Dataset records
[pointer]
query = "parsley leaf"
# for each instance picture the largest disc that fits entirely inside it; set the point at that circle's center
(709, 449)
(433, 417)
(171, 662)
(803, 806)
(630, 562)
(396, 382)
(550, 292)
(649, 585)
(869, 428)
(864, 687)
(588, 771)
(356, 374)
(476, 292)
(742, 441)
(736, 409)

◆ Your instructions
Set down every line of the material above again, unchanged and in the same order.

◆ Solved problem
[pointer]
query = "parsley leaf"
# for each instance picture the largest disc that fits entirely inside it; set the point at that circle's center
(709, 449)
(433, 417)
(171, 662)
(803, 806)
(630, 562)
(396, 382)
(550, 292)
(649, 585)
(869, 428)
(864, 687)
(588, 771)
(356, 374)
(476, 292)
(742, 441)
(736, 409)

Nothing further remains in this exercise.